In 2000 is het microverspreidingsonderzoek door het RIVO gestopt en wordt de ruimtelijke verspreiding van de visserij inspanning van alle schepen>24 m door de AID geregistreerd (VMS gegevens). De nauwkeurigheid van positieregistratie en resolutie zijn vergelijkbaar met die van het microverspreidingsonderzoek. De omvang van de steekproef is groter (alle schepen > 24 m die toestemming hebben gegeven voor gebruik van de VMS gegevens) maar de frequentie waarmee posities worden geregistreerd kleiner (± eens per 1,5 uur). Van de schepen wordt vaak ook de vaarsnelheid geregistreerd zodat kan worden afgeleid worden of ze vissen of varen. Het RIVO heeft van 75 schepen (10 eurokotters, 65 grote kotters) toestemming om de gegevens anoniem te gebruiken.

Van een buitenlands zusterinstituut zijn ook VMS registraties van niet-Nederlandse schepen beschikbaar gemaakt. Deze vloot bestaat deels uit Nederlandse omvlaggers en deels uit buitenlandse schepen.

De VMS gegevens zijn goed bruikbaar om vislocaties van een schip aan te tonen. In de VMS gegevens waar het RIVO over beschikt, zijn de eurokotters, net als in het microverspreidingsonderzoek, sterk ondervertegenwoordigd. Dit komt onder andere doordat veel van de eurokotters korter zijn dan 24 meter en daarom geen VMS verplichting hebben.

(5)

Per jaar is met behulp van de VMS- en Microverspreidingsgegevens het aantal registraties van vissende schepen gesommeerd. Deze jaartotalen zijn gemiddeld over de jaren 1999 t/m 2002 en geplot in een raster van 1x1 Nm. Dit levert kaartjes op van het gemiddelde aantal registraties per jaar waarbij onderscheid is gemaakt tussen de eurokotters en grote kotters uit Nederland als ook buitenlandse kotters.

• _KORTE OPDRACHT 1_
Schrijf alstublieft alles van het begin van de records tot en met de regel met "354 342 L 354" opnieuw uit en verwissel daarbij "gabled roof" voor "flat roof".

• _GEGEVENS_

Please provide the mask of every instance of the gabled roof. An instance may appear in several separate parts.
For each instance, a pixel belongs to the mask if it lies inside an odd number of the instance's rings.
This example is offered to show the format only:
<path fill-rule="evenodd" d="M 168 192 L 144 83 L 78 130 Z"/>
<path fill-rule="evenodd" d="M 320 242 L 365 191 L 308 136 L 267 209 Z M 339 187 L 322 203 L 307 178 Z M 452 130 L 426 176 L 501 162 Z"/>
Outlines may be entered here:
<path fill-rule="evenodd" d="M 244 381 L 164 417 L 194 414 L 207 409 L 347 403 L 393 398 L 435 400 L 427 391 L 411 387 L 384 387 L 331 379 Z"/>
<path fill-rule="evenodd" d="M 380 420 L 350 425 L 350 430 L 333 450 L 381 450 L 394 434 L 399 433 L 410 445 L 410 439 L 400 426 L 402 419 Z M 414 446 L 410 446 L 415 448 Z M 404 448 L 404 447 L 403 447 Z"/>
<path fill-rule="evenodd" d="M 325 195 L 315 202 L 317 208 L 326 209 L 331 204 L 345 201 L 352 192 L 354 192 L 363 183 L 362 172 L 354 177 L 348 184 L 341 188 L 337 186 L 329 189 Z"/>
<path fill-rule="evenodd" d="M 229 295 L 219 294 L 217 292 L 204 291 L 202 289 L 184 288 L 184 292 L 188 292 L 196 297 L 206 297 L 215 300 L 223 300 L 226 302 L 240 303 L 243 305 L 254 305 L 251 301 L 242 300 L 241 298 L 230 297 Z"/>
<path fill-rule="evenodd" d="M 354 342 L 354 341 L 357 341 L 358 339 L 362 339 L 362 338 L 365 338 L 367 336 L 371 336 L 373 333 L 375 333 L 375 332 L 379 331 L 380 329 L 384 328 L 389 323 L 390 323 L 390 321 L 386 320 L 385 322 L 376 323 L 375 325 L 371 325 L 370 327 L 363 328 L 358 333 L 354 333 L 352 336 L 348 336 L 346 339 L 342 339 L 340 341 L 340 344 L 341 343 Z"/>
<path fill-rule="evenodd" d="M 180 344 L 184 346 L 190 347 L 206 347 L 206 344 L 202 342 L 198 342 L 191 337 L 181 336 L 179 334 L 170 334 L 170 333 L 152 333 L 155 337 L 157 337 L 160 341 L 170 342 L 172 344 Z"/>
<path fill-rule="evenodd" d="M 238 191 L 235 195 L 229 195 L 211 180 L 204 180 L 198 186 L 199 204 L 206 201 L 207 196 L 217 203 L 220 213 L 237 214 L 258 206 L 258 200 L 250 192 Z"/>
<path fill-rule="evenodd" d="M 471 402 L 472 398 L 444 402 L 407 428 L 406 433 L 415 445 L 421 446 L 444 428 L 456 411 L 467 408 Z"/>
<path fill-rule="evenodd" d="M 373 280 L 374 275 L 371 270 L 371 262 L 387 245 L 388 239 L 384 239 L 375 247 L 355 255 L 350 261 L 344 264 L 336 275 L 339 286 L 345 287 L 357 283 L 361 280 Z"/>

• _KORTE OPDRACHT 2_
Vat het fragment over de VMS-gegevens samen in twee zinnen.

• _VOLLEDIG ANTWOORD 1_
Please provide the mask of every instance of the flat roof. An instance may appear in several separate parts.
For each instance, a pixel belongs to the mask if it lies inside an odd number of the instance's rings.
This example is offered to show the format only:
<path fill-rule="evenodd" d="M 168 192 L 144 83 L 78 130 Z"/>
<path fill-rule="evenodd" d="M 320 242 L 365 191 L 308 136 L 267 209 Z M 339 187 L 322 203 L 307 178 Z M 452 130 L 426 176 L 501 162 Z"/>
Outlines may be entered here:
<path fill-rule="evenodd" d="M 244 381 L 164 417 L 194 414 L 207 409 L 347 403 L 393 398 L 435 400 L 427 391 L 411 387 L 384 387 L 331 379 Z"/>
<path fill-rule="evenodd" d="M 380 420 L 350 425 L 350 430 L 333 450 L 381 450 L 394 434 L 399 433 L 410 445 L 410 439 L 400 426 L 402 419 Z M 414 446 L 410 446 L 415 448 Z M 404 448 L 404 447 L 403 447 Z"/>
<path fill-rule="evenodd" d="M 325 195 L 315 202 L 317 208 L 326 209 L 331 204 L 345 201 L 352 192 L 354 192 L 363 183 L 362 172 L 354 177 L 348 184 L 341 188 L 337 186 L 329 189 Z"/>
<path fill-rule="evenodd" d="M 229 295 L 219 294 L 217 292 L 204 291 L 202 289 L 184 288 L 184 292 L 188 292 L 196 297 L 206 297 L 215 300 L 223 300 L 226 302 L 240 303 L 243 305 L 254 305 L 251 301 L 242 300 L 241 298 L 230 297 Z"/>
<path fill-rule="evenodd" d="M 354 342 L 354 341 L 357 341 L 358 339 L 362 339 L 362 338 L 365 338 L 367 336 L 371 336 L 373 333 L 375 333 L 375 332 L 379 331 L 380 329 L 384 328 L 389 323 L 390 323 L 390 321 L 386 320 L 385 322 L 376 323 L 375 325 L 371 325 L 370 327 L 363 328 L 358 333 L 354 333 L 352 336 L 348 336 L 346 339 L 342 339 L 340 341 L 340 344 L 341 343 Z"/>

• _VOLLEDIG ANTWOORD 2_
Sinds 2000 registreert de AID met VMS-gegevens de ruimtelijke verspreiding van de visserij-inspanning van alle schepen boven 24 m, even nauwkeurig als het gestopte microverspreidingsonderzoek van het RIVO, met een grotere steekproef maar minder frequente positieregistratie. Eurokotters zijn in deze gegevens sterk ondervertegenwoordigd, onder andere omdat veel ervan korter zijn dan 24 meter, en de jaarlijkse registraties van vissende schepen zijn over 1999 t/m 2002 gemiddeld en in een raster van 1x1 Nm geplot.